(Problem): Update the rows below by replacing each occurrence of "single comma" with "lone comma" and leaving all else unchanged.

(Material to process):
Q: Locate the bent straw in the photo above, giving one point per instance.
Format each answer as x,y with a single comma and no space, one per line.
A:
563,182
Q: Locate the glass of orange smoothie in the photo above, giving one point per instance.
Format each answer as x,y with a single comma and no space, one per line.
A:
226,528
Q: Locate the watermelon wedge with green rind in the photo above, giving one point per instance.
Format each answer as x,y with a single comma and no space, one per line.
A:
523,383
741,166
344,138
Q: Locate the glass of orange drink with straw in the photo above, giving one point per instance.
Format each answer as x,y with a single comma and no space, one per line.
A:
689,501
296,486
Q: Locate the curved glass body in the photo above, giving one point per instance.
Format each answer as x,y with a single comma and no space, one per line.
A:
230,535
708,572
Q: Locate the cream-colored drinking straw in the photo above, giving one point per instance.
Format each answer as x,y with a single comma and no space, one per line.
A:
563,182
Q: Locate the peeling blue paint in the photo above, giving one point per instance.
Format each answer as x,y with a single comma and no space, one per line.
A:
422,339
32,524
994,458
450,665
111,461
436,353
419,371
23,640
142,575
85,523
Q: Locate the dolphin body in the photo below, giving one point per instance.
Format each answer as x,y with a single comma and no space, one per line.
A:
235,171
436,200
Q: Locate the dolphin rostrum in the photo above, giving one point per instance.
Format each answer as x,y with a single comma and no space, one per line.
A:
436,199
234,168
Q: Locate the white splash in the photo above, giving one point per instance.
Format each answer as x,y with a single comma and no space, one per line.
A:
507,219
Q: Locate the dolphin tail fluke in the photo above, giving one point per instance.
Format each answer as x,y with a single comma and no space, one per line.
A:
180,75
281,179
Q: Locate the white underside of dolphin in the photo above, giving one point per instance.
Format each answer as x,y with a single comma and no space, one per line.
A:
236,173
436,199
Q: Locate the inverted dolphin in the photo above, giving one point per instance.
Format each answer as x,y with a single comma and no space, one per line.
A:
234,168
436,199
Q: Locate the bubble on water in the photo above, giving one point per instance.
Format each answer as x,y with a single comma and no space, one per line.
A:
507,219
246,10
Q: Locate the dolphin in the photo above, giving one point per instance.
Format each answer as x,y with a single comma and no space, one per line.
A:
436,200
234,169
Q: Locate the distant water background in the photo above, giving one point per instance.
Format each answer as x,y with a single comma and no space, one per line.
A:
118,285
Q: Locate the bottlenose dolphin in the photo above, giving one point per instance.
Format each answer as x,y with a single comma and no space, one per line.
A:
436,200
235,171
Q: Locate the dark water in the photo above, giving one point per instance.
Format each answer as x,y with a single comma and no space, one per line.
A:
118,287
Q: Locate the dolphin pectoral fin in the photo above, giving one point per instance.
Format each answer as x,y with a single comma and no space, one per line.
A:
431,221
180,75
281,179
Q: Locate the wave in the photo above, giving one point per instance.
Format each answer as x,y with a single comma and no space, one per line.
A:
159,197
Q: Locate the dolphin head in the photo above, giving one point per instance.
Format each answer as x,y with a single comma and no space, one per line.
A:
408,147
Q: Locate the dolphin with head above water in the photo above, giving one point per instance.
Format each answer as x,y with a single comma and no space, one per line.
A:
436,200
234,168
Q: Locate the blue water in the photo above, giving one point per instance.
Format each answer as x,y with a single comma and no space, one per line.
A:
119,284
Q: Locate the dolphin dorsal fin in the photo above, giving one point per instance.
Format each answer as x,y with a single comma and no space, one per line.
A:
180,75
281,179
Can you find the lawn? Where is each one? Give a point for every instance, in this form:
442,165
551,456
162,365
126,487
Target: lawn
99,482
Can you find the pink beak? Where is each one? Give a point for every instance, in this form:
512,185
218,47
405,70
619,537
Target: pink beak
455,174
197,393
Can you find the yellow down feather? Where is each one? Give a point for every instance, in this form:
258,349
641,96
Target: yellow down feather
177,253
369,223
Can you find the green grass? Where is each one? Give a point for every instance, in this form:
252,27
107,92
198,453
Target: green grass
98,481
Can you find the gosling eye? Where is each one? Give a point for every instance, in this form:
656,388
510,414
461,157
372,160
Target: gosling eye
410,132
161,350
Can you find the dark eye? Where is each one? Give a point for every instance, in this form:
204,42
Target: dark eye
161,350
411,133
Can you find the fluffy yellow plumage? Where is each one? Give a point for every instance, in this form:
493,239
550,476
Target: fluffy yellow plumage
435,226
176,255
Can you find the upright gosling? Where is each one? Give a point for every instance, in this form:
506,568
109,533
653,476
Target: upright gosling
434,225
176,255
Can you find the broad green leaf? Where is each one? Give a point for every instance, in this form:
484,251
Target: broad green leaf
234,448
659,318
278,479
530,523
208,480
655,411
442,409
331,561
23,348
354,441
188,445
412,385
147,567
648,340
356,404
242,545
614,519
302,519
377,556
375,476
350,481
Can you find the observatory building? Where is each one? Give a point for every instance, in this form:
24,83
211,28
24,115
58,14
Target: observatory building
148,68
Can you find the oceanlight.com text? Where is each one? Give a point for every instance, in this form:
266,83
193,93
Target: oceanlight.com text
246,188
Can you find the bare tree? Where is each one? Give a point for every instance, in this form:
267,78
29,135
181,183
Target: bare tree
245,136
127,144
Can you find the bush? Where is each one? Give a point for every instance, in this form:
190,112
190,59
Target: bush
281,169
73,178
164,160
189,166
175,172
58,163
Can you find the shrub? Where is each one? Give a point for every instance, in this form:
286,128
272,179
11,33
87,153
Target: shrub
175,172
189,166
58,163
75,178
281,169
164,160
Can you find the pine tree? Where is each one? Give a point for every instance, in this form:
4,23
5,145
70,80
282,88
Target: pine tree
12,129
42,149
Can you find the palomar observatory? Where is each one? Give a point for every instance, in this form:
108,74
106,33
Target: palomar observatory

(Solution to this problem):
Q: Locate the bent straw in the photo above, giving one point per instance.
Format each answer as x,y with a lone comma and no space, one per line.
A:
563,182
Q: Locate the glass of orange smoothie in the photo above, giving one point per instance.
Format each answer as x,y with a lone comma and no space, one per line.
A:
226,528
Q: Locate the watermelon wedge with green rind in the photo above, giving one point per instance.
Format each answer as x,y with a lone comma and no space, one per line.
A:
523,383
741,166
344,138
Q: Locate the glass of orange drink with straw in the photo above, giving one point per instance.
Format each answer as x,y with a lone comma and no space, one per line.
A:
689,501
296,486
Q: Locate the curved glass body in the photo above, giving one point per instance.
Format each answer as x,y with a lone comma and no space, one per line.
A:
230,535
708,572
Q: Locate the cream-colored drinking straw in the photo above, giving one point per instance.
Format each answer as x,y with a lone comma and no space, one per line.
A:
563,182
Q: Locate the peeling blue paint in the photo above, giving one point per instance.
Format each answer as x,y with a lone comma and no space, one per line.
A:
422,339
32,524
994,458
450,665
111,461
436,353
419,371
23,640
142,575
85,523
Q: Locate the dolphin body in the photo below, giving one point per instance.
Format each answer as x,y with a lone comma and no space, one per line.
A:
235,171
436,200
Q: Locate the dolphin rostrum in the photo above, giving one point per instance.
Format each answer as x,y with a lone comma and no space, one per line.
A:
436,199
234,168
Q: Locate the white splash in the photo above, giving one point per instance.
Format each answer as x,y with a lone comma and no space, one per line.
A:
507,219
Q: Locate the dolphin tail fluke in the photo above, giving one point per instance.
Format each answer as x,y with a lone comma and no space, one per line.
A:
180,75
281,179
Q: Locate the white underside of dolphin in the photo above, giving one point per instance.
Format each answer as x,y with a lone comma and no space, one per line.
A:
236,173
436,199
Q: Locate the inverted dolphin in the photo above, giving one point per instance.
Format each answer as x,y with a lone comma and no space, one per line.
A:
234,168
436,199
Q: Locate the bubble on water in the photo above, giving one point per instance.
Format each answer as x,y with a lone comma and no space, one per line.
A:
507,219
246,10
Q: Locate the dolphin in the photo above, giving one point per instance.
Format each answer as x,y with a lone comma and no space, one per line.
A:
436,200
234,169
Q: Locate the distant water background in the photo above, giving one point per instance.
Format each answer as x,y with a lone comma and no space, one per line.
A:
118,285
Q: Locate the bottlenose dolphin in the photo above, giving one point per instance.
Format each answer as x,y with a lone comma and no space, one per line.
A:
436,200
235,171
Q: Locate the dark water in the photo above, giving one point per instance.
Format each answer as x,y with a lone comma and no space, one per line.
A:
118,287
Q: Locate the dolphin pectoral fin in the photo above, giving one point per instance.
Format each answer as x,y with a lone comma and no space, one per line.
A:
431,221
180,75
281,179
Q: Locate the wave in the photo above, giving one point per instance.
Format each answer as x,y with a lone comma and no space, one per line.
A:
159,197
Q: Locate the dolphin head in the photo above, giving one point per instance.
Format each answer as x,y with a lone comma and no space, one per line.
A:
408,147
Q: Locate the dolphin with head above water in the photo above, giving one point per instance.
Format each answer as x,y with a lone comma and no space, one per line.
A:
436,200
234,168
Q: Locate the blue water in the photo above, giving one point per instance.
Format each answer as x,y with a lone comma and no space, one per line.
A:
119,284
Q: Locate the dolphin dorsal fin in the photo above, giving one point per instance.
Format each answer as x,y with a lone comma and no space, one per line.
A:
180,75
281,179
Can you find the lawn? Where is each one? Give a point for every instance, in this form:
442,165
551,456
162,365
126,487
Target: lawn
99,482
Can you find the pink beak? Where is each one? Give a point for every instance, in this form:
512,185
218,47
405,70
619,537
Target: pink beak
455,174
197,393
Can you find the yellow down feather? Where is each one? Give a point for every instance, in this form:
258,349
641,96
Target: yellow down feather
177,253
369,223
Can you find the green grass? Where is each one? Give a point for every instance, in this form:
252,27
107,92
198,453
Target: green grass
98,481
Can you find the gosling eye? Where is each one? Give a point for every instance, in this form:
656,388
510,414
461,157
372,160
Target: gosling eye
410,132
161,350
Can you find the dark eye? Where is each one? Give a point for every instance, in this form:
204,42
Target: dark eye
161,350
411,133
Can you find the fluffy yellow plumage? Where is each one? Give a point for every instance, in this form:
493,239
550,476
Target: fluffy yellow plumage
435,226
176,255
Can you find the upright gosling? Where is each one? Give a point for every instance, in this form:
506,568
109,533
653,476
Target: upright gosling
434,225
176,255
Can you find the broad green leaf? Where is each one? Give a point for every instance, in this form:
484,251
Target: broad green leaf
234,448
659,318
278,479
530,523
208,480
655,411
442,409
331,561
23,348
354,441
188,445
412,385
147,567
648,340
356,404
242,545
614,519
302,519
377,556
375,476
350,481
Can you find the observatory building? Where is each one? Give a point for every instance, in this form:
24,83
211,28
24,115
58,14
Target: observatory building
148,68
Can you find the oceanlight.com text? Where is each one? Give a point for every instance, in this form:
266,83
193,93
Target: oceanlight.com text
246,188
Can you find the bare tree? Where is each one? Give a point for every instance, in this form:
267,78
29,135
181,183
Target: bare tree
245,136
127,144
Can you find the bush? Where is each one? Give a point for every instance, in this form:
190,112
190,59
Target: bush
281,169
73,178
164,160
189,166
175,172
58,163
Can you find the shrub? Where is each one? Give a point for every instance, in this form:
286,128
272,179
11,33
87,153
Target: shrub
175,172
189,166
58,163
75,178
281,169
164,160
Can you find the pine tree? Where is each one? Give a point for every instance, in this form:
4,23
5,145
70,80
282,88
Target: pine tree
12,129
42,149
Can you find the palomar observatory? Where is each one? Give a point for every instance, in this form:
108,74
106,33
Target: palomar observatory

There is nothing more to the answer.